**PAGE EXCERPT:**
[Start of Attachment]
Table 1: Mass spectrometry analysis of GRP78 binding proteins
Unique pep count
The correlated properties of the top eight abundant proteins from MS detected 191 proteins.
Internalized secreted GRP78 locates in ER and mitochondria of macrophages
To uncover the subcellular localization of secreted GRP78 in macrophages, we studied the co-localization of FITC-GRP78 with ER, mitochondria, lysosomes and Golgi. Inspection under a Delta Vision microscope demonstrated that GRP78 aggregates were located in the ER and mitochondria rather than in lysosomes or Golgi (Figure 7A, 7B, 7C and 7D). To further validate the accumulation of GRP78 in the ER and mitochondria, ER and mitochondria fractions were isolated from His-GRP78 -treated cells. As expected, His-GRP78 were detected in both ER and mitochondria fractions (Figure 7E). All these results uncovered that the internalized GRP78 could translocate into the mitochondrion and endoplasmic reticulum for more than 6 h.
[End of Attachment]
**STUDY MATERIAL:**
[Start of Attachment]
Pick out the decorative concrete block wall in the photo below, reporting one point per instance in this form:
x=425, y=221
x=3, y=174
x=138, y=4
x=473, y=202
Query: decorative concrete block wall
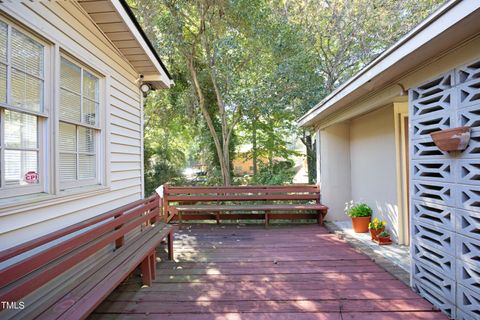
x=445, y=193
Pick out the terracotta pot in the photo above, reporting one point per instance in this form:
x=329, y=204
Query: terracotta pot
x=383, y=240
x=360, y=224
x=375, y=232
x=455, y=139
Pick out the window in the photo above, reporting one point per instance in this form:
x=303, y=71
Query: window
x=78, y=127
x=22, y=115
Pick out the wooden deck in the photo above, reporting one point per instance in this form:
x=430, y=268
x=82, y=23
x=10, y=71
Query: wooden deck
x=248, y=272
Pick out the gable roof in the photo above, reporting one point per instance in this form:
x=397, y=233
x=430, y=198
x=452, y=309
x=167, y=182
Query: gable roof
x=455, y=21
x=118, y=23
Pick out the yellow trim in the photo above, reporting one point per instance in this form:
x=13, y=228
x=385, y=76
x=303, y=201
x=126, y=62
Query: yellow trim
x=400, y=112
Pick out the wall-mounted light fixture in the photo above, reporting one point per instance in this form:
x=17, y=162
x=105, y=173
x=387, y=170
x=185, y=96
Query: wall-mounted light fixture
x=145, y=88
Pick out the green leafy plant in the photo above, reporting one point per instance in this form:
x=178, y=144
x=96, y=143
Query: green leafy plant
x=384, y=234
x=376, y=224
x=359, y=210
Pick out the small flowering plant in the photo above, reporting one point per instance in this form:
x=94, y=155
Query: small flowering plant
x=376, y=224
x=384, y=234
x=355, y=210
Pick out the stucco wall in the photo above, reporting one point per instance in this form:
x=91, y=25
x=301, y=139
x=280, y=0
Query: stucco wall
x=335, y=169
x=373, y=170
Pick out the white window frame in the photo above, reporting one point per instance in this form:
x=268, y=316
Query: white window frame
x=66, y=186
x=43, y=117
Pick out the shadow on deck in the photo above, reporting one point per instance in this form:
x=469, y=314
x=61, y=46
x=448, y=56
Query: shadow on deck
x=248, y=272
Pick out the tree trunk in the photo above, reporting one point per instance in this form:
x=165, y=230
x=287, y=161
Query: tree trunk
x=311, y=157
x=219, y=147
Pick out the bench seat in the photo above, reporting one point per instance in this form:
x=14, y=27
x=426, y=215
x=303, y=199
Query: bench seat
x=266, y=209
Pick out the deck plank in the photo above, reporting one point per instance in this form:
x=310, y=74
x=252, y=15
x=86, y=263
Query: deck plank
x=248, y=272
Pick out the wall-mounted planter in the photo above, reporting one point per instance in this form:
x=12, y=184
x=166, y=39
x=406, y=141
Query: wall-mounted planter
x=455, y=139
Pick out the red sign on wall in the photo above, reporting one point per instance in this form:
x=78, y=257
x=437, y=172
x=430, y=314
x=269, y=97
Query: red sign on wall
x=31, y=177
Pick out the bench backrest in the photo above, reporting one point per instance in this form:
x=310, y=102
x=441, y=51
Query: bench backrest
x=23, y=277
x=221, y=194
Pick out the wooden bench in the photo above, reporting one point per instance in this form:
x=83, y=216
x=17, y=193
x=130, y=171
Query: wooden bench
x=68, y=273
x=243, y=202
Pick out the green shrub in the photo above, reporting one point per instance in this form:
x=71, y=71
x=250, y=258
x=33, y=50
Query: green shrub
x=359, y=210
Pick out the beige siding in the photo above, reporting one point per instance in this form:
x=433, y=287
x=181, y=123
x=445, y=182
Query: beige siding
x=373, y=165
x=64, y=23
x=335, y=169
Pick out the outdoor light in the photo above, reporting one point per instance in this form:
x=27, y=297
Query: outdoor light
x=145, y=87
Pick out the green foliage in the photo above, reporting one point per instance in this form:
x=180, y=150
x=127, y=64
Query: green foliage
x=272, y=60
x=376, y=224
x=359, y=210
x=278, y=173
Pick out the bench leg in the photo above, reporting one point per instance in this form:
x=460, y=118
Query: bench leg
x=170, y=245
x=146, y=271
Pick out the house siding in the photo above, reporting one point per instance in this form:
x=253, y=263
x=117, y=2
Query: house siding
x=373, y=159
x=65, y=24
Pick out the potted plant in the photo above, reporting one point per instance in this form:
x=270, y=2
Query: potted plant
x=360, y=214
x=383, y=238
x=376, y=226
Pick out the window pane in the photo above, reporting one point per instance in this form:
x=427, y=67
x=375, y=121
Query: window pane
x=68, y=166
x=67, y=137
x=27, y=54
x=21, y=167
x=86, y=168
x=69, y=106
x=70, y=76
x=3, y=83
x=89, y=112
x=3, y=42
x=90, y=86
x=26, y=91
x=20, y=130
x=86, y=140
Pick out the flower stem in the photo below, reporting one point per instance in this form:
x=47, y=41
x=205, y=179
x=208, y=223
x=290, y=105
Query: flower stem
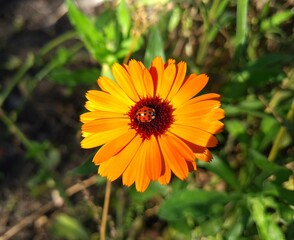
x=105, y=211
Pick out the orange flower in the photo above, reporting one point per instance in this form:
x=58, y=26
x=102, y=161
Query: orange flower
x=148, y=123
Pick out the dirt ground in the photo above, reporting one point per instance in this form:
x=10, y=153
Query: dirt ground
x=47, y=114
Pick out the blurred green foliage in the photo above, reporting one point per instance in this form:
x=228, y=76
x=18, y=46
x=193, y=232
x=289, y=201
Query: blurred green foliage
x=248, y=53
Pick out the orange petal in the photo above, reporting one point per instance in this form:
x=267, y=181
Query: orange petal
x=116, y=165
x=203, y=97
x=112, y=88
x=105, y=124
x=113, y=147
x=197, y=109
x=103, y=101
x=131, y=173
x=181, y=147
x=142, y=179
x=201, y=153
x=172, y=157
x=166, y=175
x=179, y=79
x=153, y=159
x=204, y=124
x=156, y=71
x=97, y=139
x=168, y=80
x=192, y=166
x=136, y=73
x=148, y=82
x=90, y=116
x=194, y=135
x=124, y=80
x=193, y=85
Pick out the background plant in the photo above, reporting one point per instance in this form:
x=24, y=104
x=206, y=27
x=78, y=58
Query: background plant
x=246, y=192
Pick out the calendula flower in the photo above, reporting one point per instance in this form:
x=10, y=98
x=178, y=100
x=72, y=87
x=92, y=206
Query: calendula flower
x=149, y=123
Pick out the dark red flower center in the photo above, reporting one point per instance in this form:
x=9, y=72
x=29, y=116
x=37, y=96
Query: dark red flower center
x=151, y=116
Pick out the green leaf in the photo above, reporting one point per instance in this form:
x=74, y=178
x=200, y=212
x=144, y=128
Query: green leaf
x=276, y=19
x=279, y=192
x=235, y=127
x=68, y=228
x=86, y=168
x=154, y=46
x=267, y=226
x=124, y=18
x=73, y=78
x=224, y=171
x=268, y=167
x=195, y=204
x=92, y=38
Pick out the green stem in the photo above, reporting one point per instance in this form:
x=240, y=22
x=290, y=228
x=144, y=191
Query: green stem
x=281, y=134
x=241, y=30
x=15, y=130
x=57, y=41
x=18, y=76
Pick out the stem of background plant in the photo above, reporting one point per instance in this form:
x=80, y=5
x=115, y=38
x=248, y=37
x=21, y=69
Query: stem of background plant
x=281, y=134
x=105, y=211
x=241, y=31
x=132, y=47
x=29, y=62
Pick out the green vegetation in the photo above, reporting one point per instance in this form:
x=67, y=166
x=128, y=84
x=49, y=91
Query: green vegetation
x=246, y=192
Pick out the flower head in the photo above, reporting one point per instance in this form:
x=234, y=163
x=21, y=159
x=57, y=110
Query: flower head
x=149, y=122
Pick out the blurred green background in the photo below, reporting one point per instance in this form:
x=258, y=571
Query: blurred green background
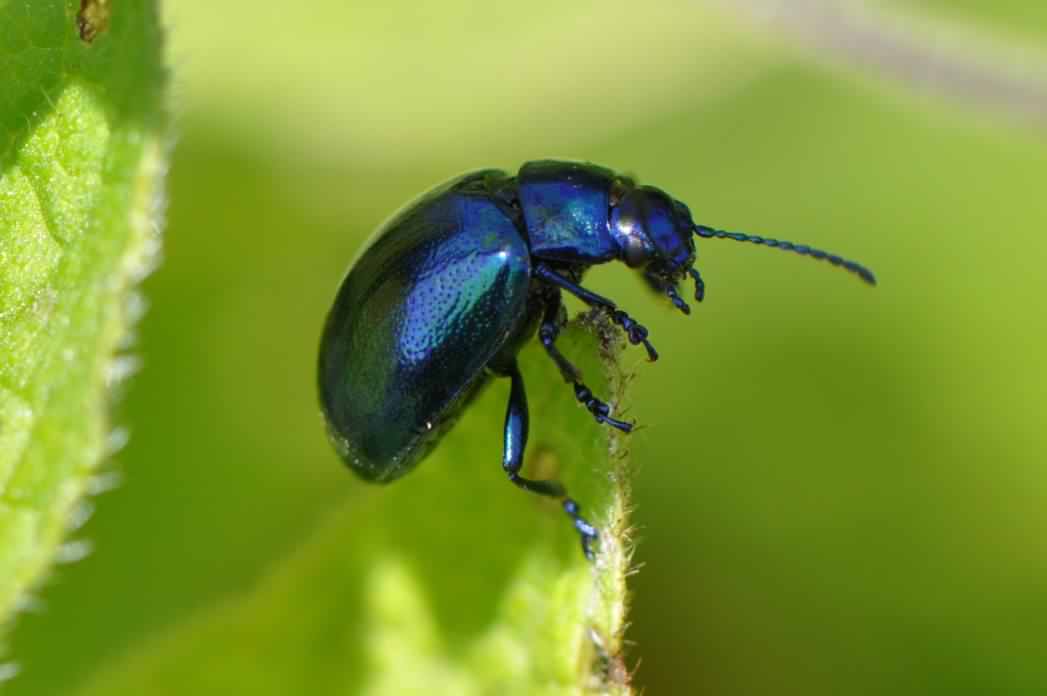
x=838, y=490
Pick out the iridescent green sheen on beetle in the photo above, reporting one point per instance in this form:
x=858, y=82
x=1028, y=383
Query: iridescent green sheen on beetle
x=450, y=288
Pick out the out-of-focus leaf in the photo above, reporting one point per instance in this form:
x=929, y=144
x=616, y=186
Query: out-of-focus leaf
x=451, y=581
[End of Attachment]
[Start of Attachment]
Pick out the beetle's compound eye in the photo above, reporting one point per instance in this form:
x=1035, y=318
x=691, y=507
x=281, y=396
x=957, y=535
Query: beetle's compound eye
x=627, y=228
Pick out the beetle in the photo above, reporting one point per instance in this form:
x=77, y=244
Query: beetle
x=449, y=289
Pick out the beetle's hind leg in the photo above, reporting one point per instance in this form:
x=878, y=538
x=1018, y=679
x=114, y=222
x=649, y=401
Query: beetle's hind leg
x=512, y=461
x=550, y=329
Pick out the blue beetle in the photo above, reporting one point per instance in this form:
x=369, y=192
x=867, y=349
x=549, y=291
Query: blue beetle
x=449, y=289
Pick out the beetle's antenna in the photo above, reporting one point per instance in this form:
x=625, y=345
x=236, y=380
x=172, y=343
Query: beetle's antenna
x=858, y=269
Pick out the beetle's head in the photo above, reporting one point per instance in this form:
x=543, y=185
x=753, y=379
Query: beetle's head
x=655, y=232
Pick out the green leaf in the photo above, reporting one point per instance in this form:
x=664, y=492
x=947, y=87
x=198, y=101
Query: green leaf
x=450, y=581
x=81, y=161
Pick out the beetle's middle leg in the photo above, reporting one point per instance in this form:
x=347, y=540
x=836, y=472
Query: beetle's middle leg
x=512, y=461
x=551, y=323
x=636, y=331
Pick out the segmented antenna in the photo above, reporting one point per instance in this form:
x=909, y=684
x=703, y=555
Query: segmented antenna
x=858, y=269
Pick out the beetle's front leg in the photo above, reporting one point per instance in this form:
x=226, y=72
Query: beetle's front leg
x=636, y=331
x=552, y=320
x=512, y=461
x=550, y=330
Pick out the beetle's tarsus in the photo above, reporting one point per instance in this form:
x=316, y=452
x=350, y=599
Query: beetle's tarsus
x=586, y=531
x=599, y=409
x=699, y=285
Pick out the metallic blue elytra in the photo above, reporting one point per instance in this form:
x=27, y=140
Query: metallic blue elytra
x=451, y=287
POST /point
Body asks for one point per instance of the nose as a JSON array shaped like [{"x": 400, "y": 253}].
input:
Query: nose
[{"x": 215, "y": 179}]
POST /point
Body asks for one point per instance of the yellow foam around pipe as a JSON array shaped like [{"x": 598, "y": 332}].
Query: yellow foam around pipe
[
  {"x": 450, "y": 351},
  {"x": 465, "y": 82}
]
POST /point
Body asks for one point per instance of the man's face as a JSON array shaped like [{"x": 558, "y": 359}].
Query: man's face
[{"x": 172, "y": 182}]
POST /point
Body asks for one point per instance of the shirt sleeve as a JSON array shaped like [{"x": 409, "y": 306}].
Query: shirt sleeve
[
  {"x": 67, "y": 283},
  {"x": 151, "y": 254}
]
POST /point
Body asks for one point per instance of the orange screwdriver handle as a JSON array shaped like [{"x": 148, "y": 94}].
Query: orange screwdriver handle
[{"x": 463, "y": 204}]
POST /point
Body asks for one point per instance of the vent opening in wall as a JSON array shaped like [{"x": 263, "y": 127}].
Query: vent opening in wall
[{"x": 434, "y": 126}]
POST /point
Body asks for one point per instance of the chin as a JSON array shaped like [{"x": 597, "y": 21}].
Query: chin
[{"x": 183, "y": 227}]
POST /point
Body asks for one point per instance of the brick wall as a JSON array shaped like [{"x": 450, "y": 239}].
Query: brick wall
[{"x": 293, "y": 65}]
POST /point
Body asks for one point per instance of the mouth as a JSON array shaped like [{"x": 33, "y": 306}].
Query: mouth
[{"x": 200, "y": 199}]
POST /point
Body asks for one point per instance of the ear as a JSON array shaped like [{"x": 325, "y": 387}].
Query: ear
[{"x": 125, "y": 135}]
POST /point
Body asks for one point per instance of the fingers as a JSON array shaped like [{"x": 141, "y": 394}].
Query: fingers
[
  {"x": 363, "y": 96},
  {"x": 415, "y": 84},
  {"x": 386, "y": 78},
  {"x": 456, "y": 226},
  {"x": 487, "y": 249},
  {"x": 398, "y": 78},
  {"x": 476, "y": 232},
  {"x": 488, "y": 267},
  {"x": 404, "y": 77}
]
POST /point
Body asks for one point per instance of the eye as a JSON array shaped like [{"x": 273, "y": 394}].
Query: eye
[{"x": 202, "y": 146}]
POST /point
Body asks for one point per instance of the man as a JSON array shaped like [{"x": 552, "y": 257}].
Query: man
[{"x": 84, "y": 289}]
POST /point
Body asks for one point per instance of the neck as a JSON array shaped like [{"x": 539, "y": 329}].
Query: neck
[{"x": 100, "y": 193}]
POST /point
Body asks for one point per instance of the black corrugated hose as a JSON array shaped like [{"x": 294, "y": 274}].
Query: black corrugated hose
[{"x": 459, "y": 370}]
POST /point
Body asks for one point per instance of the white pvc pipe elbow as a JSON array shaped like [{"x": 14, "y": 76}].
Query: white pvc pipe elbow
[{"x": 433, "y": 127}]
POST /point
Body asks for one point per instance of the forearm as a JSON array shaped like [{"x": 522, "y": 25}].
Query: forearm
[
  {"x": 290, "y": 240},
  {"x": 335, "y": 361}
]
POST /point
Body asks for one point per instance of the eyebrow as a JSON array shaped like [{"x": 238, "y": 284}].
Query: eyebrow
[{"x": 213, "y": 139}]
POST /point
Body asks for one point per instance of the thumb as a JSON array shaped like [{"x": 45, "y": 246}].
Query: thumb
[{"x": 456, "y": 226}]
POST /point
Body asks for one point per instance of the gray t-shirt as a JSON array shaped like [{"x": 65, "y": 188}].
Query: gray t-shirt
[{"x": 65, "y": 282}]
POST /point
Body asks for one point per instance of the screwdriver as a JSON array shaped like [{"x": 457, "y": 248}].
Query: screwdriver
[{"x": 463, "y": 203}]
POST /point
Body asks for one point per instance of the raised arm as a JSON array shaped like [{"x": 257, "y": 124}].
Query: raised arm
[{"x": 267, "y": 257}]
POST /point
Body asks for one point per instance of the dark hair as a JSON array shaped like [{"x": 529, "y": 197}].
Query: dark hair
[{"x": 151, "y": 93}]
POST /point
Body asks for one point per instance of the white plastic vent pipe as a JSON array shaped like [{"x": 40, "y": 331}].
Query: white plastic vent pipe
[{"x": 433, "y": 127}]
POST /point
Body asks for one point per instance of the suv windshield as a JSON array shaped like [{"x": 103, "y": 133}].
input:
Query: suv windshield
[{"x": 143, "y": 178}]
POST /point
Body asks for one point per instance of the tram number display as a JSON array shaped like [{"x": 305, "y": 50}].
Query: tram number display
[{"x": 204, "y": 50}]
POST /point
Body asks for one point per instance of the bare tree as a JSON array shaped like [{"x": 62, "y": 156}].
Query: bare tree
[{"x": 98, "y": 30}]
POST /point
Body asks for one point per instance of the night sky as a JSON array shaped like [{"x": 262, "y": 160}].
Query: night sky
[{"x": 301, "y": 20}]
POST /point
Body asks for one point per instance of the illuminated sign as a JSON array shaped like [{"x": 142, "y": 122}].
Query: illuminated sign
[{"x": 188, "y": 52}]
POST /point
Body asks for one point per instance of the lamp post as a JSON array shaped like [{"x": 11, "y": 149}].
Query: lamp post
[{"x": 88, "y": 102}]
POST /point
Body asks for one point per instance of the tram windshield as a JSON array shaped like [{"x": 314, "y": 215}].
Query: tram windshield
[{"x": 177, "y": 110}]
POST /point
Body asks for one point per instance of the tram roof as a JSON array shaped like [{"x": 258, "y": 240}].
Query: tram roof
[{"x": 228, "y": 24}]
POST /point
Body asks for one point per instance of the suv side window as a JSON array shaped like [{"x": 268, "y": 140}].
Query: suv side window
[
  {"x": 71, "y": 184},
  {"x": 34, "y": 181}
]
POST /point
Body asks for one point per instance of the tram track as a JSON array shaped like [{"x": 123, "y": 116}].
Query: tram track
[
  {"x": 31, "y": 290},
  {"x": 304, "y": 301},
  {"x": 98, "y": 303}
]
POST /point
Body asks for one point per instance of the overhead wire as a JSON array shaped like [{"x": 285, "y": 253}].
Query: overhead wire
[End of Attachment]
**REQUIRED WORK:**
A) In the passage on internalized GRP78 in macrophages, why did the researchers isolate ER and mitochondria fractions from His-GRP78-treated cells? Answer in one to three sentences.
B) In the GRP78 localization passage, what microscope was used to inspect the co-localization?
C) Carry on the passage about secreted GRP78 localizing in macrophage ER and mitochondria, starting after its final sentence.

**ANSWERS TO THE TASKS:**
A) They isolated these fractions to further confirm that GRP78 accumulates in the ER and mitochondria. The microscopy had already shown GRP78 aggregates in those organelles rather than in lysosomes or Golgi.

B) A Delta Vision microscope.

C)
Figure 7: Internalized secreted GRP78 located in ER and mitochondria in macrophages. (A–D) Colocalization analysis of GRP78 in RAW264.7 cells treated with His-GRP78 for different lengths of time. Mitochondria, ER, Golgi and lysosome were labelled with Mito-Tracker Red dye, ER-Tracker Red dye, Golgi-Tracker Red dye and Lyso-Tracker Red dye, respectively. Colocalization analysis was performed using confocal microscopy. Scale bar represents 25 μm. (E) Protein levels of GRP78 in fractions of ER and mitochondria fractions isolated from RAW264.7 cells with or without His-GRP78 treatment for different lengths of time. After cell lysis, ER and mitochondria fractions were subjected to Western blot analysis to probe for His. (F) A schematic representation of the proposed model. Tumor secreted GRP78 is internalized into macrophages predominately through phagocytosis, clathrin-, caveolin-1 and micropinocytosis-mediated endocytosis and then located into the mitochondrion and ER, lasting 6 h at least.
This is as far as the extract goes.